**CONSEGNA DELL'ESERCIZIO**. Ricopi fedelmente il passo del brano sulla saggezza buddista che inizia con "Questa strofa mette" e termina con "personale che collettivo.".

**BRANO ESTRATTO**.
◇ ◇ ◇ ◇ ◇ ◇ ◇
Questa strofa mette in luce la saggezza nell'uso delle risorse e delle capacità. Secondo gli insegnamenti del Budda, gli esseri umani hanno diverse qualità e risorse a loro disposizione, che possono includere talenti naturali, beni materiali, opportunità sociali e altro ancora. Tuttavia, l'abuso o l'uso improprio di questi doni può portare a conseguenze negative, sia a livello personale che collettivo.

Quando una risorsa è abbondante, spesso la diamo per scontata e possiamo persino trattarla con disprezzo, come una fetta di pane. Ma tale fetta vale più dell'oro per chi è denutrito e affamato in mezzo ai bombardamenti di una guerra, giusto per fare un esempio.

Il termine "stolti" qui si riferisce a coloro che mancano di consapevolezza e discernimento. In altre parole, queste persone non riescono a vedere le conseguenze delle loro azioni a lungo termine e sono guidate principalmente dai desideri immediati e dall'ignoranza. Questo tipo di comportamento in contrasto con la saggezza buddista, che enfatizza la comprensione della realtà (Dharma).

Quando si parla di "distruggere la propria fortuna", non si intende solo il danno materiale. Nel contesto buddista, la fortuna può includere anche il benessere mentale, spirituale e relazionale.

Un uomo o una donna potrebbero trattare con non curanza o disprezzo la propria famiglia, i propri cari o amici, causando a sé e agli altri grande sofferenza e scivolando giorno dopo giorno nella disgrazia.

Abusare dei propri doni può significare compromettere il proprio percorso verso l'illuminazione, generando sofferenza e ostacoli interiori ed esteriori. Questo è in linea con il concetto di karma, dove le azioni (buone o cattive) hanno conseguenze dirette sulle future esperienze.

Dovremmo utilizzare i nostri doni in modo che contribuiscano al nostro benessere e a quello degli altri, avvicinandoci così alla liberazione e all'illuminazione.


73-74
Cresce la presunzione e la brama degli stolti
con l’esigere immeritata autorità
riconoscimento e compenso;
la falsità colora la loro sete
vogliono esser visti
potenti e perspicaci.

Basta guardarsi attorno per riconoscere l'incontestabile verità di queste parole in ogni angolo della società, in ogni tempo e in ogni luogo. Non a caso le persone sagge, che sono in pace con se stesse e con la vita, assai di rado si trovano nei posti di potere. Chi segue la strada dell'amore e della compassione non cerca il potere, inteso come dominio e prevaricazione sugli altri, e viceversa. Chi pronuncia parole di verità sovente viene emerginato, deriso, umiliato e punito, chi vive nella menzogna viene spesso premiato e acclamato. Questa è la cruda realtà del vivere sociale.

Il Budda insegna che la vera saggezza proviene dalla comprensione della natura impermanente e interdipendente della realtà. Gli stolti, invece, sono accecati dal loro ego e cercano di ottenere riconoscimenti esteriori attraverso la falsità e l'inganno. Questo comportamento non solo danneggia gli altri, ma anche loro stessi, poiché li allontana dalla verità e dalla possibilità di raggiungere la liberazione.
◇ ◇ ◇ ◇ ◇ ◇ ◇
**ESTRATTO DEI DATI**.
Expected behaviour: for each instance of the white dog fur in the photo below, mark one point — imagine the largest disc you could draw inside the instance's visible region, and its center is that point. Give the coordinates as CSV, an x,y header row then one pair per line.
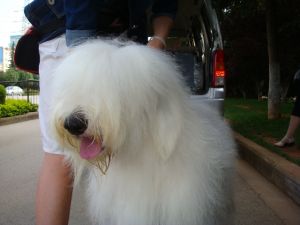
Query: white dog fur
◇ ◇ ◇ ◇ ◇ ◇ ◇
**SOLUZIONE PROPOSTA**.
Questa strofa mette in luce la saggezza nell'uso delle risorse e delle capacità. Secondo gli insegnamenti del Budda, gli esseri umani hanno diverse qualità e risorse a loro disposizione, che possono includere talenti naturali, beni materiali, opportunità sociali e altro ancora. Tuttavia, l'abuso o l'uso improprio di questi doni può portare a conseguenze negative, sia a livello personale che collettivo.